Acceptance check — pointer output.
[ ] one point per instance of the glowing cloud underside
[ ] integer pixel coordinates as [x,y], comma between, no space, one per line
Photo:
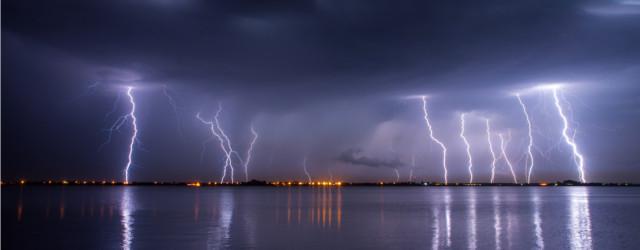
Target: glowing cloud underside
[249,152]
[468,148]
[493,153]
[579,159]
[434,139]
[134,136]
[530,144]
[506,159]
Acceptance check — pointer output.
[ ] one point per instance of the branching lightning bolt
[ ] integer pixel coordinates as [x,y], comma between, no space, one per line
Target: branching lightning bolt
[134,126]
[530,145]
[433,138]
[249,152]
[212,129]
[413,166]
[506,159]
[304,167]
[468,148]
[493,153]
[578,158]
[229,150]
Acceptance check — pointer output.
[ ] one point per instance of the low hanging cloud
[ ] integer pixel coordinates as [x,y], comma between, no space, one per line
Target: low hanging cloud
[354,156]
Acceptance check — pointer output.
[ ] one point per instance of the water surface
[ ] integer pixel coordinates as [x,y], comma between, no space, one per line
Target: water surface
[143,217]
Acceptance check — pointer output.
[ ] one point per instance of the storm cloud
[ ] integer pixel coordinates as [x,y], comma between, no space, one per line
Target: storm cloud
[313,78]
[354,156]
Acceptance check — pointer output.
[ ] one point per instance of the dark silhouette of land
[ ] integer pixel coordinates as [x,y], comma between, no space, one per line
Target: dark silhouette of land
[310,184]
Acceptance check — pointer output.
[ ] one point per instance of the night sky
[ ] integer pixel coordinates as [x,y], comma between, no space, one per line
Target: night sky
[330,80]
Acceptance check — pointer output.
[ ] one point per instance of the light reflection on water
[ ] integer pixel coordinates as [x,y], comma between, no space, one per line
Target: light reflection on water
[127,207]
[321,217]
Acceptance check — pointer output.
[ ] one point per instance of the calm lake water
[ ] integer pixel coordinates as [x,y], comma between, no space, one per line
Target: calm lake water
[138,217]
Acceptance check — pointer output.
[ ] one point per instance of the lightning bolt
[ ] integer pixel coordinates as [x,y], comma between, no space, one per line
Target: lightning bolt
[304,167]
[530,145]
[249,152]
[413,166]
[493,153]
[118,124]
[229,150]
[468,147]
[134,125]
[577,156]
[397,174]
[173,104]
[434,139]
[214,132]
[506,159]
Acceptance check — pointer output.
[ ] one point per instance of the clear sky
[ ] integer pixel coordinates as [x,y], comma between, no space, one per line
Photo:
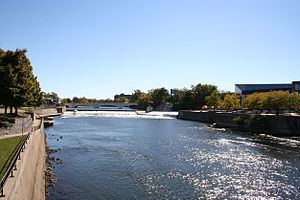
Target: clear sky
[97,48]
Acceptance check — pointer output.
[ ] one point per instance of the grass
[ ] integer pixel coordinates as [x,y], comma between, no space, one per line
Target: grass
[7,151]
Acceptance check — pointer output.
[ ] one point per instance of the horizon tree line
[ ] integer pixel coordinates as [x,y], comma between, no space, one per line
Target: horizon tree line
[18,85]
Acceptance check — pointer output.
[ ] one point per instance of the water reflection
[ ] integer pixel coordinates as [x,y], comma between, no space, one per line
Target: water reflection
[113,156]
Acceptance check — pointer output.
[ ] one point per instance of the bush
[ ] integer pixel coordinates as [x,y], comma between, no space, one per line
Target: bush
[239,121]
[258,123]
[5,118]
[5,124]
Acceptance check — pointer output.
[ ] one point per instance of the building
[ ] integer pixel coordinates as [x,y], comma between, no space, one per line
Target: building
[122,95]
[245,89]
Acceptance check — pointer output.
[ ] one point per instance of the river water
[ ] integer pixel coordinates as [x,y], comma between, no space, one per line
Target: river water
[121,155]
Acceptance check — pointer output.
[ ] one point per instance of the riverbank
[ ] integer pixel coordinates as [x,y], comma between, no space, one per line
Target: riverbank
[33,174]
[268,124]
[29,181]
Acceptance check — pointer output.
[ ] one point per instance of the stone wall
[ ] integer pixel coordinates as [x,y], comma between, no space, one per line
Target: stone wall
[20,124]
[29,180]
[269,124]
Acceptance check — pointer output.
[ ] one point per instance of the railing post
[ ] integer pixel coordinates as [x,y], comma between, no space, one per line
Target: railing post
[1,192]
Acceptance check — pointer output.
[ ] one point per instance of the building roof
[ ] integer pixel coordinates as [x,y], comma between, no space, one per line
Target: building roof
[251,88]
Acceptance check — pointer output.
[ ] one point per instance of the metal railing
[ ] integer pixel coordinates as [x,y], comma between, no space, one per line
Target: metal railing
[13,162]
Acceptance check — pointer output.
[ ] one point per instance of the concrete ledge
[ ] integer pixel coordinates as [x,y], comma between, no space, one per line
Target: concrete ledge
[29,181]
[270,124]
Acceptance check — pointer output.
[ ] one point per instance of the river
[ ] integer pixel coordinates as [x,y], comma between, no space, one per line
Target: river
[121,155]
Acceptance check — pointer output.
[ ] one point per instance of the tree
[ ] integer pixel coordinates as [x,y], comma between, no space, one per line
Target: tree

--

- **About this exercise**
Set down a word-for-word copy of the records, dropping any picture.

- **Your response**
Acceptance check — pointer output.
[ ] one point per instance of the glowing cloud underside
[ ] integer pixel coordinates as [x,y], comma between, no space, one per line
Photo:
Target: glowing cloud underside
[249,152]
[468,148]
[493,153]
[579,159]
[434,139]
[134,136]
[530,144]
[506,159]
Acceptance check — pointer output.
[ ] one point per instance of the branching lightning bolt
[ ] integer pixel coordinates as [x,y], comma between, no space, one per line
Target: branching lightning bolt
[134,126]
[530,145]
[433,138]
[249,152]
[212,129]
[413,166]
[506,159]
[304,167]
[468,148]
[493,153]
[578,158]
[229,150]
Acceptance check — pointer output.
[ ] one point per instance of the low hanging cloud
[ ] integer pixel coordinates as [x,y], comma between, no space, one per line
Target: low hanging cloud
[354,156]
Acceptance check — pointer output.
[ ] one point per instance of the water surface
[ ] integer pixel coordinates as [x,y], comma between, no space, one per line
Target: water surface
[143,217]
Acceptance check — pointer output.
[ ] one point per instance of the storm cloud
[ ] integer pixel coordinates as [x,y], comma between, no space, one per line
Target: storm cloud
[313,78]
[354,156]
Acceptance check — pointer output.
[ ] one point per instance of the dark silhouette of land
[ ] integer pixel coordinates as [x,y], comma between, no space, one per line
Target: dark silhouette of land
[310,184]
Acceptance check — pointer output.
[ ] one point per instance of the night sky
[ ] integer pixel coordinates as [x,y], comma between, no space, one per line
Target: night sky
[330,80]
Acceptance check — pointer output.
[ ] one point per instance of the light reflection on water
[ ] integer pixel coordinates as [x,y], comma between, no space, one per line
Target: light reflection on water
[127,207]
[321,217]
Acceptance check — pointer output.
[ ] one point per instance of the calm lake water
[ ] integer pixel coordinates as [x,y], comma between, no space, one per line
Target: calm lake water
[138,217]
Acceptance check — pointer output.
[ ] one point per instance of the lightning bolt
[ ] integer pixel coordinates as [x,y], comma between, no space, one per line
Target: lightning bolt
[304,167]
[530,145]
[249,152]
[413,166]
[493,153]
[118,124]
[229,150]
[468,147]
[134,125]
[577,156]
[397,174]
[173,104]
[434,139]
[214,132]
[506,159]
Acceptance check — pointer output.
[ ] one point per instance of the clear sky
[ ] integer pixel coordinates as [x,y], comma between, no space, one per line
Photo:
Target: clear sky
[97,48]
Acceptance check — pointer output.
[ ] one point per instance of the grass
[ ] integer pixel coordinates as [x,y], comma between, no space, one per line
Target: grass
[7,151]
Acceptance check — pointer output.
[ ] one point per instance of the horizon tree line
[ ] integer pixel coordinates as [x,y], comma between, no space, one per line
Target: horizon tree line
[18,85]
Acceptance check — pointer output.
[ ] one point per instance of the water reflection
[ ] integer pixel coordinates as [x,y], comma between, no space, one per line
Target: water reflection
[113,156]
Acceptance check — pointer output.
[ ] one point per instance of the bush
[ ] integer pixel coordinates as [x,y], comma between, no space, one per line
Target: bush
[239,121]
[258,123]
[5,118]
[5,124]
Acceptance check — pointer output.
[ ] one point per instance of the building
[ ] integer pixel coordinates as [x,y], comma between, no space, one per line
Target: building
[122,95]
[245,89]
Acceptance check — pointer output.
[ ] one point per instance of the river water
[ ] integer pixel coordinates as [x,y], comma between, no space, one per line
Target: river water
[121,155]
Acceptance check — pointer output.
[ ] one point per instance of the riverbank
[ ] integer pixel coordinates as [x,y], comma between, no space, one per line
Target: riverbank
[33,174]
[268,124]
[29,181]
Acceptance check — pointer output.
[ ] one point per instance of the stone wall
[ ] integer pixel coordinates as [x,y], comma between, no space, one per line
Target: stone wall
[20,124]
[29,180]
[269,124]
Acceptance check — pointer output.
[ ] one point per instance of the railing post
[ ] integer pixel coordinates as [x,y], comma between, no space, one per line
Target: railing post
[1,192]
Acceptance check — pointer output.
[ ] one point per instance of the building roof
[ ] integer pixel coordinates as [x,y], comma between, no space, one per line
Target: building roof
[251,88]
Acceptance check — pointer output.
[ ] one point per instance of the metal railing
[ ] integer pixel coordinates as [x,y], comma between, no space, one per line
Target: metal railing
[13,162]
Acceptance check — pointer output.
[ ] one point per instance of the concrete ledge
[ ] integer pixel coordinates as [x,y], comma between, no space, one per line
Target: concrete ledge
[29,181]
[270,124]
Acceptance check — pointer output.
[ ] one point per instance of the river
[ ] integer pixel coordinates as [x,y], comma between, no space, one per line
Target: river
[121,155]
Acceptance check — pointer output.
[ ] one point per instance of the tree
[ ] integer pixel coordinates as [x,y], comma between, no space, one per line
Target: tree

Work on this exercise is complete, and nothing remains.